● Task requirements: Write out exactly, with no other output, the lines below from the one that contains "Target: brown earth" through the end.

Dataset extract below:

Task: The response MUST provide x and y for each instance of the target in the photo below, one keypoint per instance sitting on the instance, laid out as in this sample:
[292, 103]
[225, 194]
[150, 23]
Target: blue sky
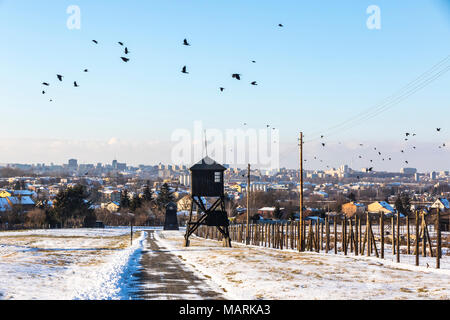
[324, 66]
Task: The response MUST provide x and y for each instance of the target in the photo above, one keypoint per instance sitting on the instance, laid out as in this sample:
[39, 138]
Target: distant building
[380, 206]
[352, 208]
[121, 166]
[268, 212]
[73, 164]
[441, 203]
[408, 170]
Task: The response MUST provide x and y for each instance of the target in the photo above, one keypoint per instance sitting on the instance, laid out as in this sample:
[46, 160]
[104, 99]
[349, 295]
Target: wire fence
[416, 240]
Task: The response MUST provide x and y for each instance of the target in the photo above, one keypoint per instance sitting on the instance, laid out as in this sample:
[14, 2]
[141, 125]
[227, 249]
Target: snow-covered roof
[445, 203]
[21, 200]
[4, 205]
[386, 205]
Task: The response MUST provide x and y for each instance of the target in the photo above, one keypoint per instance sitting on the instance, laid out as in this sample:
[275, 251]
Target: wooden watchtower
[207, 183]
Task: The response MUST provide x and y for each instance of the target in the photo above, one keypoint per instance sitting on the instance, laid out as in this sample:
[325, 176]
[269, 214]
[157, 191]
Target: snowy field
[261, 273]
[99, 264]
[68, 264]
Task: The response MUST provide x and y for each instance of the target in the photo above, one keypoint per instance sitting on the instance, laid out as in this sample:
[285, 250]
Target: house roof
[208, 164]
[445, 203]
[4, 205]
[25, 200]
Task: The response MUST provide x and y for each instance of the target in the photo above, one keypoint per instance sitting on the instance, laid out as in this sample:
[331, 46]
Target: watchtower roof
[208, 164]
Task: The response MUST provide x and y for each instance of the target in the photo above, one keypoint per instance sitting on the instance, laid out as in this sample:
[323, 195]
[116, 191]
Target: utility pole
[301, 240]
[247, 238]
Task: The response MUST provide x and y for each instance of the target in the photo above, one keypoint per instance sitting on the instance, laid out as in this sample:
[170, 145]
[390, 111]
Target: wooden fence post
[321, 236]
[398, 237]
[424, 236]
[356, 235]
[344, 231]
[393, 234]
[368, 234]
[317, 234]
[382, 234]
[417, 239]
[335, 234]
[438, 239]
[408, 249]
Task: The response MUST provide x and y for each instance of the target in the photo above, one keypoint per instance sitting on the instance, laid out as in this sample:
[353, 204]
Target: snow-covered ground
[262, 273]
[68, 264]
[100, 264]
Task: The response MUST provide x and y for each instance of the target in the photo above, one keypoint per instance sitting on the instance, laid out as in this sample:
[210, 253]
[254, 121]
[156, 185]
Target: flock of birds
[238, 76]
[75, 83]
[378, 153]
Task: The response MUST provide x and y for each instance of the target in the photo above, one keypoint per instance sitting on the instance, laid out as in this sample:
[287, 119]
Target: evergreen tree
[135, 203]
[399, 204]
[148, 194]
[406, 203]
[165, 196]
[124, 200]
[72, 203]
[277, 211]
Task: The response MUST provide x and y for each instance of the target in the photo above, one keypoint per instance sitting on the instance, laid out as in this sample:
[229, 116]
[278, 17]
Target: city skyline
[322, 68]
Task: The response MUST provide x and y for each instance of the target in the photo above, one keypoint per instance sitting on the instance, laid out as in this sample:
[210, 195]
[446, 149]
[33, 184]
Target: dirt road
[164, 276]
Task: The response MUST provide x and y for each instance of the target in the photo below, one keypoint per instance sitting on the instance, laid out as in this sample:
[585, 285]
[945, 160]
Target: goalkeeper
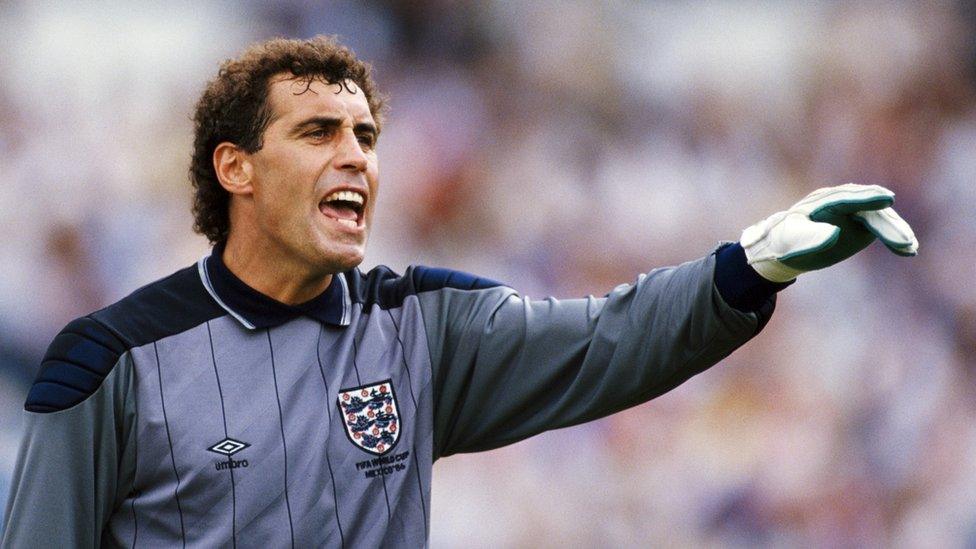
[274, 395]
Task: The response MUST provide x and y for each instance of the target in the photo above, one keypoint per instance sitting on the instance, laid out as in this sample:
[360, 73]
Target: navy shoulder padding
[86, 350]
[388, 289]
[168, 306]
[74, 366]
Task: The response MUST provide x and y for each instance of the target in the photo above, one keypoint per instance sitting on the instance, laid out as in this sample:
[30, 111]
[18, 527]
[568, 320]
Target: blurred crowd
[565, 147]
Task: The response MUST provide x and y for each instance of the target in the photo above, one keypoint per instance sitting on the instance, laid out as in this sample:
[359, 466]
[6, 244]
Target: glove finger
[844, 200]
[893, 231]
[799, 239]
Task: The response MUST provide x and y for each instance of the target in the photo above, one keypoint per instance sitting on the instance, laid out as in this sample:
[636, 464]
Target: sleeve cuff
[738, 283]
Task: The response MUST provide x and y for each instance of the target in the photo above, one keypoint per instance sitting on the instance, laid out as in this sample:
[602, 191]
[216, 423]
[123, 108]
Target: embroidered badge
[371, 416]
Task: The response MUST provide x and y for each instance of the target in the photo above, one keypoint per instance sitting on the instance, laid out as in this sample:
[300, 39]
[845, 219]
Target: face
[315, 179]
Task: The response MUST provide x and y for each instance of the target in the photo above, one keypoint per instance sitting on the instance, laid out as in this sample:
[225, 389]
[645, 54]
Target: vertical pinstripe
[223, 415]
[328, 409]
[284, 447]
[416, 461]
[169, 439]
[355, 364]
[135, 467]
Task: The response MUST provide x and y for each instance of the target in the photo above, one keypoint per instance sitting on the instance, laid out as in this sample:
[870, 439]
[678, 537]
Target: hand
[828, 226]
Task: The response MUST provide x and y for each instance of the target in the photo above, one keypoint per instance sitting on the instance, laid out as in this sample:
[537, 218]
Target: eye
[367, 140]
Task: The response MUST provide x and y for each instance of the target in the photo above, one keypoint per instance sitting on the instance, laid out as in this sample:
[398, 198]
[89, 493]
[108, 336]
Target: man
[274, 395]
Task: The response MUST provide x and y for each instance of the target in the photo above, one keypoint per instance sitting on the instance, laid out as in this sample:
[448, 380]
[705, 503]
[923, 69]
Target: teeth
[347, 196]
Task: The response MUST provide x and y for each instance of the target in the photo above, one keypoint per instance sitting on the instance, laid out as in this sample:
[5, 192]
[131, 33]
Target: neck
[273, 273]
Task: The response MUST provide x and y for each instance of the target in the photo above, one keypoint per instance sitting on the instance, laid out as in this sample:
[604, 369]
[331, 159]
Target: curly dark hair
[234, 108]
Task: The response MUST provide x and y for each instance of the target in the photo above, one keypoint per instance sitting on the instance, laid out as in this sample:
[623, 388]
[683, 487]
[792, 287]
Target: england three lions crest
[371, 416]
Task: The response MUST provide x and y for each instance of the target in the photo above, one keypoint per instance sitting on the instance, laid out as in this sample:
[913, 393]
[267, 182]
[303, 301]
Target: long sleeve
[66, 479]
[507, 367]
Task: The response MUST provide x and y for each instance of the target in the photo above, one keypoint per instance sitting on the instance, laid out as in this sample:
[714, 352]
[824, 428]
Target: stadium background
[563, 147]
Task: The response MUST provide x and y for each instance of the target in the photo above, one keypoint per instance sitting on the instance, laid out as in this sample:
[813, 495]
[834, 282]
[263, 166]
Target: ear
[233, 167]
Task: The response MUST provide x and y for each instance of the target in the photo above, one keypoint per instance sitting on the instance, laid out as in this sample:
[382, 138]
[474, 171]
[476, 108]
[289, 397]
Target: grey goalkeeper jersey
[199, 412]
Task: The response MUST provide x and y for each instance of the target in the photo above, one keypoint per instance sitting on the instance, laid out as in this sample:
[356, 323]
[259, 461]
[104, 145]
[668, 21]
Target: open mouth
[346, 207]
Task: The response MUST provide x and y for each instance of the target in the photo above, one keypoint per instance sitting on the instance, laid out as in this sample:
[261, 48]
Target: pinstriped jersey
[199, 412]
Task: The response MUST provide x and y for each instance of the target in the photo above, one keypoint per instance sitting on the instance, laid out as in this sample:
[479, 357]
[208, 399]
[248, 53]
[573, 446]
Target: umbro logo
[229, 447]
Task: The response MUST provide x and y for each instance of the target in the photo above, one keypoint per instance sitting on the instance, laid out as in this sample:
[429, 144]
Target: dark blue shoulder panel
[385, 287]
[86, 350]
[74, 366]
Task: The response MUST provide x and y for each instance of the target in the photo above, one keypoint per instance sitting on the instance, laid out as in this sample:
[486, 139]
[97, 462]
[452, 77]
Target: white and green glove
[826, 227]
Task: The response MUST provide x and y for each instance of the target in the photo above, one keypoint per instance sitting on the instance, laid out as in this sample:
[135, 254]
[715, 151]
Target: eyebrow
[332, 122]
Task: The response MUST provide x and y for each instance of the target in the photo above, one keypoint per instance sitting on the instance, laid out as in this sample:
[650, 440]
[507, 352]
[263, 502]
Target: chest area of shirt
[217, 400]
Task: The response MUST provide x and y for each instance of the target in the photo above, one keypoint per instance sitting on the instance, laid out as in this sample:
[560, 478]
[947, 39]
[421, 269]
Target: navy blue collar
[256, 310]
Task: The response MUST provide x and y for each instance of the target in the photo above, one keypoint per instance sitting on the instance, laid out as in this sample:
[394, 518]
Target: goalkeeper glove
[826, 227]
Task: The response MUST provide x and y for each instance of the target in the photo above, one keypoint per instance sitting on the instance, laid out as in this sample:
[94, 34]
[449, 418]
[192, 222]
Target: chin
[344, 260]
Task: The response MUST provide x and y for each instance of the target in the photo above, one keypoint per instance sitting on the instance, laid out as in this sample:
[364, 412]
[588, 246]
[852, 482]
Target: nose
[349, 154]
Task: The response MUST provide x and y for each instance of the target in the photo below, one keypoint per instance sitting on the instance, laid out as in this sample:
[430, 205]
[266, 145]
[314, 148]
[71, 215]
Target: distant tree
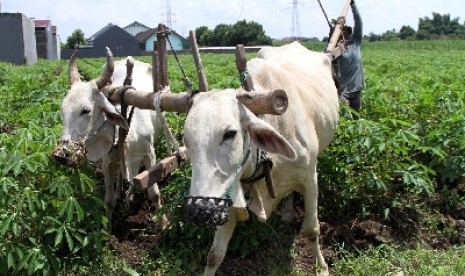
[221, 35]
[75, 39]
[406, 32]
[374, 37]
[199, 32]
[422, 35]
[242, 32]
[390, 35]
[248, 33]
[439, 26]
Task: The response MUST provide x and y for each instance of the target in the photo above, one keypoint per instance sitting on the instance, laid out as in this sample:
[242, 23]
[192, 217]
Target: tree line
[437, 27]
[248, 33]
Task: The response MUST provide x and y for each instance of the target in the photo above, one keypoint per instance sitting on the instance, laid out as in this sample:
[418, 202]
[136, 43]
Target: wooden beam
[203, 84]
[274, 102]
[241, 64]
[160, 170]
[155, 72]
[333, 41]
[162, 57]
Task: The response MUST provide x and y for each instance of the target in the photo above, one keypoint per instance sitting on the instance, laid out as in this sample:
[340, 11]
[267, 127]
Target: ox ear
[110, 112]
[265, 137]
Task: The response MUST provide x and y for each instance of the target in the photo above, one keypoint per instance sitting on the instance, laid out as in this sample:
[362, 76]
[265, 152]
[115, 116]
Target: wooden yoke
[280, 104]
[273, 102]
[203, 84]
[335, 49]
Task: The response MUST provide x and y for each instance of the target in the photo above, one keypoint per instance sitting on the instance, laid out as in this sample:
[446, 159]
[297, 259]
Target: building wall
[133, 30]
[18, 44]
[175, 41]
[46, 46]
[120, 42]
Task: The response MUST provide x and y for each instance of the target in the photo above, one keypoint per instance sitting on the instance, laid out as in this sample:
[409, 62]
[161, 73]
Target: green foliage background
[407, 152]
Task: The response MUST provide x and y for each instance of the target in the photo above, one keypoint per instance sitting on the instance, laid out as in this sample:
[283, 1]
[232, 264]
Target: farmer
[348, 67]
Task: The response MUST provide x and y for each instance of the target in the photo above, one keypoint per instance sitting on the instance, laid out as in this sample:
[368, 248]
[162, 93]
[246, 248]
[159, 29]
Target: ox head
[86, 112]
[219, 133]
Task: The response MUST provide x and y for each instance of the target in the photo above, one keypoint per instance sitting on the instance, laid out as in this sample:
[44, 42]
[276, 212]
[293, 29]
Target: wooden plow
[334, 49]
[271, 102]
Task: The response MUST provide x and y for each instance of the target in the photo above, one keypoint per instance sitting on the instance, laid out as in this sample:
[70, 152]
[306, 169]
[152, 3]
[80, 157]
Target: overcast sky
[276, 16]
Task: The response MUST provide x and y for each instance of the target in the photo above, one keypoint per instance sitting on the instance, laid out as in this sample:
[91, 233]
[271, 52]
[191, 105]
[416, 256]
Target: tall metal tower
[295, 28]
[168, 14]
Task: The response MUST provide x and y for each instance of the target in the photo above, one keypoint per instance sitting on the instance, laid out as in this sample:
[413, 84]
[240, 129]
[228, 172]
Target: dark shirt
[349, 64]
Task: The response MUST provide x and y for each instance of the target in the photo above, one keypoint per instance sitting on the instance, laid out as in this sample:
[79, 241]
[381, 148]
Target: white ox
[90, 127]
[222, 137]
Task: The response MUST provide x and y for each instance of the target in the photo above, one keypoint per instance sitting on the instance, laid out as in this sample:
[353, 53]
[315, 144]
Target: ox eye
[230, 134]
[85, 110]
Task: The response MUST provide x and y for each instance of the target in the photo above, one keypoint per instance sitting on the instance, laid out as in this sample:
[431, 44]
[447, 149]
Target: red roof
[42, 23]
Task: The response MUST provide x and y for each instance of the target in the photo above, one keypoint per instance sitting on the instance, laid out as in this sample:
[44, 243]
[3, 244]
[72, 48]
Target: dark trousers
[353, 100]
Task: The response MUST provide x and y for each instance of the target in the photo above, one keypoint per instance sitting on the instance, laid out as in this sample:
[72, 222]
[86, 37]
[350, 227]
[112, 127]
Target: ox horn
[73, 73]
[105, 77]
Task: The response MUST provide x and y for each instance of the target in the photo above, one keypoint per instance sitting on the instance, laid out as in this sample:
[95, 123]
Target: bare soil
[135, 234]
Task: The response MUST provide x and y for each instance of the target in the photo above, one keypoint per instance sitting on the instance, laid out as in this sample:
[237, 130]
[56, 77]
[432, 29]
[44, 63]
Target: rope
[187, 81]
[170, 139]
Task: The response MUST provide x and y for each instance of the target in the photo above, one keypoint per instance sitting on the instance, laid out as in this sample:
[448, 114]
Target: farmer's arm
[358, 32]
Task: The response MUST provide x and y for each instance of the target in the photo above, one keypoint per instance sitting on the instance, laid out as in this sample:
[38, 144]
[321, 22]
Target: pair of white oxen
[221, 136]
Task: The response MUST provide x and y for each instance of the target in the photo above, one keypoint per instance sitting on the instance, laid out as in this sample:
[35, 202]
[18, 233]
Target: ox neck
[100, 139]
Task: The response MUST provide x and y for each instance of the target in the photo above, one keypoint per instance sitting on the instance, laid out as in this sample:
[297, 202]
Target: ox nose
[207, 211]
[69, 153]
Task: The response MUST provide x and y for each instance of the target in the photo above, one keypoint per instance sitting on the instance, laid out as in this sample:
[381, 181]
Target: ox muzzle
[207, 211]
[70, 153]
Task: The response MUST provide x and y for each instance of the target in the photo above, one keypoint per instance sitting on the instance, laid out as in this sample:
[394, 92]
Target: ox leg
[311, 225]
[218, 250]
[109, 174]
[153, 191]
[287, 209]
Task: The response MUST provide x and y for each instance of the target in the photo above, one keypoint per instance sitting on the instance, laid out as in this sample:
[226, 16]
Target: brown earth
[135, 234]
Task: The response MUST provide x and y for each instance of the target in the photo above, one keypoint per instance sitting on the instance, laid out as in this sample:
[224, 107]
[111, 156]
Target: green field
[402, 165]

End of Dataset extract.

● Answer box:
Target: brown earth
[135, 234]
Task: The response MUST provide x and y for each instance of the target in the photo above, one keypoint per instance sitting on the instance, laid out as in this sample:
[224, 107]
[111, 156]
Target: green field
[402, 165]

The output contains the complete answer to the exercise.